■ **Your objective**
Nothing more is wanted than an exact repeat of the data below.
━━ Records for this exercise
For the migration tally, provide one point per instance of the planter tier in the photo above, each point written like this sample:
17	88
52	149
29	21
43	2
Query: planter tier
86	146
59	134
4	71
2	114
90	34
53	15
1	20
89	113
━━━━
■ **Solution for this problem**
For the migration tally, provide one point per instance of the planter tier in the photo above, each point written like this sample:
17	88
52	149
29	21
43	2
Query: planter tier
86	146
59	134
4	71
2	114
90	34
53	15
1	20
89	113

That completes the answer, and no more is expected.